**WHAT IS ASKED**
In the rows below, arrange the lines as a numbered list, starting with the line containing "Where can you see the white background" and going on through the line containing "column 0, row 31". Skip blank lines and leave the pictures out.

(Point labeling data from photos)

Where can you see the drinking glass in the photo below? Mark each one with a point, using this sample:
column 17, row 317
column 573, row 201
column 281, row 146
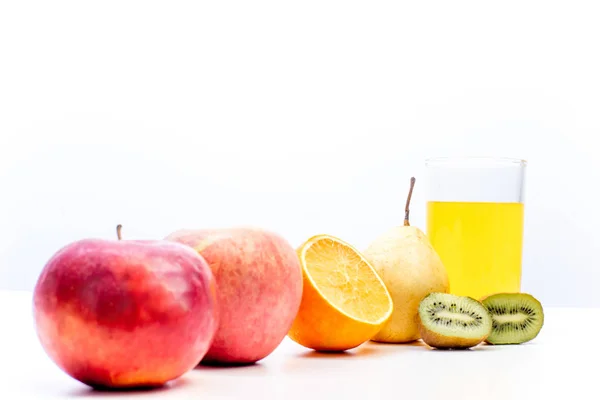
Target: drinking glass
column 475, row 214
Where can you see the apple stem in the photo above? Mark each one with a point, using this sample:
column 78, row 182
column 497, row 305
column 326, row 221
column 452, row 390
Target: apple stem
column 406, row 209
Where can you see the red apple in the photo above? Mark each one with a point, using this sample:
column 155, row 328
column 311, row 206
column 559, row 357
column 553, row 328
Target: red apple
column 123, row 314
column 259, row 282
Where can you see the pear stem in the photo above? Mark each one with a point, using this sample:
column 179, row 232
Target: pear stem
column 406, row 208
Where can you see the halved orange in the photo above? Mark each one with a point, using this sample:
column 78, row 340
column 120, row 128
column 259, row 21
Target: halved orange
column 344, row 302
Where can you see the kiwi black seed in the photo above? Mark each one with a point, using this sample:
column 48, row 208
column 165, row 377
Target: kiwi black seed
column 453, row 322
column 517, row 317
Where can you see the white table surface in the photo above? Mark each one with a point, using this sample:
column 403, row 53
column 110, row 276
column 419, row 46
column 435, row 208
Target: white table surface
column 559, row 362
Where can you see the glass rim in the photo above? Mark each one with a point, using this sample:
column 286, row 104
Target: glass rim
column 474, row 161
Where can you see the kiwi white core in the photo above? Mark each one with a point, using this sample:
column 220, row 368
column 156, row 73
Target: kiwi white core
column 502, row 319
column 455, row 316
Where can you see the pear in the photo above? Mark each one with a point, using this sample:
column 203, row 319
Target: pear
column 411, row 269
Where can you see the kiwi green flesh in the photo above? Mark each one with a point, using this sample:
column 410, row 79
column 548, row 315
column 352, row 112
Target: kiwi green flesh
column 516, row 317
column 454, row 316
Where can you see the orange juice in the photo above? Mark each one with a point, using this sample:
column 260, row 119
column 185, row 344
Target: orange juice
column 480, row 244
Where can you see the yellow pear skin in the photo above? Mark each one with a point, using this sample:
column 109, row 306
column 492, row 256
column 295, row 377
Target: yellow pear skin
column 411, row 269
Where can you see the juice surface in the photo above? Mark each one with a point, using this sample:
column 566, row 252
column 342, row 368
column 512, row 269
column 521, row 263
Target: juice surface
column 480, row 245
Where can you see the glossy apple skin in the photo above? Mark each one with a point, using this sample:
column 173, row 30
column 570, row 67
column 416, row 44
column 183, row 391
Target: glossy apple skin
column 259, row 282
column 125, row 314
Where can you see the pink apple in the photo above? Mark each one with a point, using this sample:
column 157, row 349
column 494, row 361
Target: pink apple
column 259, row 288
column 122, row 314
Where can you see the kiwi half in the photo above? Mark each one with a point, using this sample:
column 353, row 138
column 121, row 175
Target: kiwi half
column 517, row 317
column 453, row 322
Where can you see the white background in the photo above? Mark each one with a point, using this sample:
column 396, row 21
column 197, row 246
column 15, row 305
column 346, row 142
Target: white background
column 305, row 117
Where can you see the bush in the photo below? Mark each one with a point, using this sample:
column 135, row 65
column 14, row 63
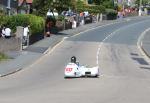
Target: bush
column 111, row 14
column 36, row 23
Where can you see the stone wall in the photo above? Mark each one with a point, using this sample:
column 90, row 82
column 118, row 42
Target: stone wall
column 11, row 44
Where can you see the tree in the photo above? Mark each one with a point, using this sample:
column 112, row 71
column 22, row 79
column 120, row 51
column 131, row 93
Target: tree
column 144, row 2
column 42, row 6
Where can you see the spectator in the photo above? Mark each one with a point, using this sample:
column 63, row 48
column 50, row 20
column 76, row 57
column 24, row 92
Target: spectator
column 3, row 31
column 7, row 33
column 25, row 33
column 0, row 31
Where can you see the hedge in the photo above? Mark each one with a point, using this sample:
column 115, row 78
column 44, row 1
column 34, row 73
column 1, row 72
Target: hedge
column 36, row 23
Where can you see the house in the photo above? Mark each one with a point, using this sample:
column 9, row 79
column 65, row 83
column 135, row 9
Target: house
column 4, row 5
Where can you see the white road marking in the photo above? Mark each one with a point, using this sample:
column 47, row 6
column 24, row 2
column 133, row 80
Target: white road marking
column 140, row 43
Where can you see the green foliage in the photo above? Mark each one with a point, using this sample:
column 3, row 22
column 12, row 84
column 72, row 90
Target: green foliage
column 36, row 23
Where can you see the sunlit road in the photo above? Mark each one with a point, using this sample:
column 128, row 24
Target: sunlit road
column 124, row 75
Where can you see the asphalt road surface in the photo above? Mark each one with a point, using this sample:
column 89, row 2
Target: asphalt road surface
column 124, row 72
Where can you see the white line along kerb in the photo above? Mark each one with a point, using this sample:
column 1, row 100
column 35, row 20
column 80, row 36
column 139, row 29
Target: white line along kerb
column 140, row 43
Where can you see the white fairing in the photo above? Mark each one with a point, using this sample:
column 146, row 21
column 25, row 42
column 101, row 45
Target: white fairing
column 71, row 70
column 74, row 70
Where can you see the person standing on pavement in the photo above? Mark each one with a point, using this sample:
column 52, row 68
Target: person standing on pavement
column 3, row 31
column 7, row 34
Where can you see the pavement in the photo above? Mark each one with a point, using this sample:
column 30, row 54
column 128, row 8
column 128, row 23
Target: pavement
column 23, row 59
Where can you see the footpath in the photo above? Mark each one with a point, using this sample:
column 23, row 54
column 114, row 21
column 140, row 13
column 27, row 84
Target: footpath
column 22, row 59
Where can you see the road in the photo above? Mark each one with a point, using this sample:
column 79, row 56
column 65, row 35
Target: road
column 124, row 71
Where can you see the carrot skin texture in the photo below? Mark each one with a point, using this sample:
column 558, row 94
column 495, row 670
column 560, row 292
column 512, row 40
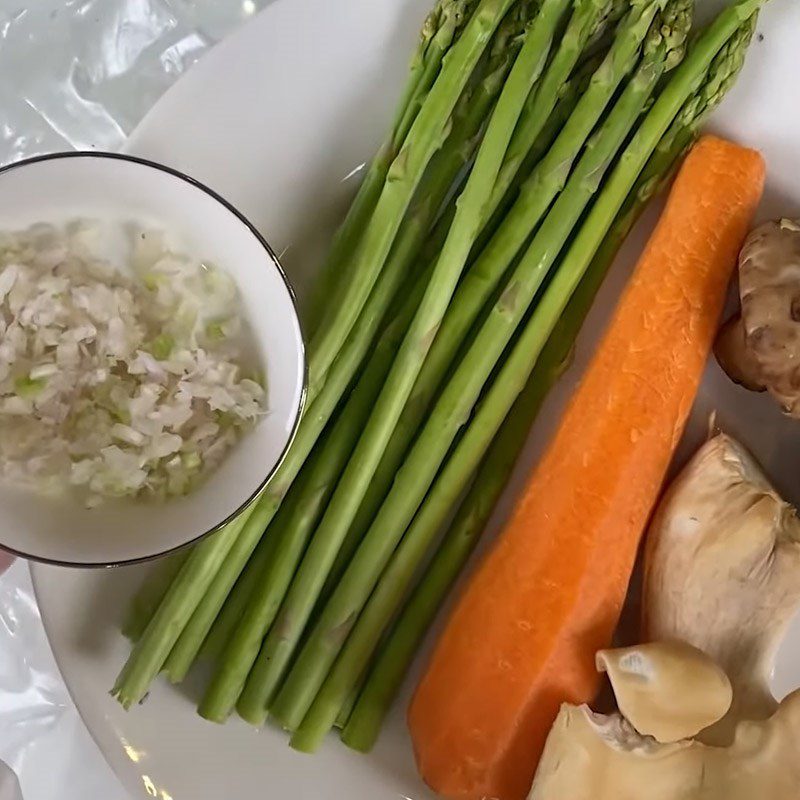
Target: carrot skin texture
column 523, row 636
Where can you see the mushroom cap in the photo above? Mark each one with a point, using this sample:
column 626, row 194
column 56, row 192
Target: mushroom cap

**FULL OUTPUT**
1. Where can you see the white background in the photo above? Mark each one with a point, using this sample:
2. column 396, row 21
3. column 197, row 246
4. column 15, row 305
5. column 346, row 142
6. Target: white background
7. column 305, row 117
8. Where can you see the bush in the photo below? Mark each one with a point, using this sample:
9. column 135, row 65
10. column 14, row 63
11. Target: bush
12. column 111, row 14
13. column 36, row 23
14. Where can you see the stone wall in the photo above? Mark each one with a point, using this sample:
15. column 90, row 82
16. column 118, row 42
17. Target: stone wall
18. column 11, row 44
19. Where can you see the tree in the photo above? Mark each one with a point, using this sample:
20. column 112, row 71
21. column 22, row 79
22. column 120, row 51
23. column 131, row 93
24. Target: tree
25. column 144, row 2
26. column 42, row 6
27. Where can you see the spectator in the photo above? Mark each one with a point, using this sample:
28. column 63, row 48
29. column 50, row 20
30. column 76, row 57
31. column 24, row 92
32. Target: spectator
33. column 3, row 31
34. column 7, row 33
35. column 25, row 33
36. column 0, row 31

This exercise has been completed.